Em resposta, as famílias atingidas publicaram uma carta aberta junto com o MAB em 25 de agosto para solicitar a necessidade de “uma decisão urgente e justa para corrigir e reparar os danos causados”. Na carta, argumentaram que “entendemos que o perito seguiu todas as normas técnicas para chegar ao referido valor, sendo que o valor de mercado das terras na região se encontra acima do valor periciado, tendo em vista que o preço das terras levantado é de dois anos atrás, ou seja, se tiver que fazer alguma correção dos valores que seja acima do valor periciado e não abaixo”.
CES criminaliza a mobilização social dos atingidos
Perante a dificuldade de negociação com a CES, a comunidade da Gleba Mercedes empreendeu um processo de mobilização no início de 2018 com atos nas avenidas da cidade de Sinop, no Ministério Público estadual e federal e em frente ao escritório da empresa. No entanto, a reação da CES foi a solicitação de um interdito proibitório em agosto de 2018 contra seis lideranças da comunidade e do MAB, que as proibe de protestar em frente ao escritório da empresa e às áreas de acesso à usina.
“O tratamento que o consórcio empresarial deu a essas famílias foi o fechamento por completo do diálogo”, disse Jefferson Nascimento, representante do MAB, durante o evento online “Defendendo O Amanhã: Como garantir que empresas europeias respeitem o planeta e aqueles que o protegem”. O evento foi organizado em outubro pela ONG Global Witness, junto com representantes do Parlamento Europeu, para apoiar o projeto preliminar da eurodeputada Lara Wolters que visa regular investimentos de empresas europeias em outros continentes. “Teve um completo descumprimento do que a empresa prometia às comunidades, até os acordos públicos perante o Estado e a Secretaria de Meio Ambiente, e foi isso o que levou as famílias a realmente se organizarem e fazerem os protestos e mobilizações”, acrescentou Nascimento.
* * * * *
> _Ações a realizar_
**A.** Extraia do trecho do documento a passagem que começa nas palavras "CES criminaliza a" e termina após as palavras "acesso à usina.".
**B.** Liste os locais onde, segundo o trecho do documento, a comunidade da Gleba Mercedes realizou atos no início de 2018.
**C.** De acordo com o trecho do documento, contra quantas lideranças a CES solicitou o interdito proibitório em agosto de 2018?
* * * * *
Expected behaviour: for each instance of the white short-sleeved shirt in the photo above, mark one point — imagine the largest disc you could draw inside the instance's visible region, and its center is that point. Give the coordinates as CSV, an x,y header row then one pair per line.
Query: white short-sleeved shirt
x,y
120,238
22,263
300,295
* * * * *
> _Resultados esperados_
**A.**
CES criminaliza a mobilização social dos atingidos
Perante a dificuldade de negociação com a CES, a comunidade da Gleba Mercedes empreendeu um processo de mobilização no início de 2018 com atos nas avenidas da cidade de Sinop, no Ministério Público estadual e federal e em frente ao escritório da empresa. No entanto, a reação da CES foi a solicitação de um interdito proibitório em agosto de 2018 contra seis lideranças da comunidade e do MAB, que as proibe de protestar em frente ao escritório da empresa e às áreas de acesso à usina.

**B.**
- Avenidas da cidade de Sinop
- Ministério Público estadual e federal
- Em frente ao escritório da empresa

**C.** Contra seis lideranças da comunidade e do MAB.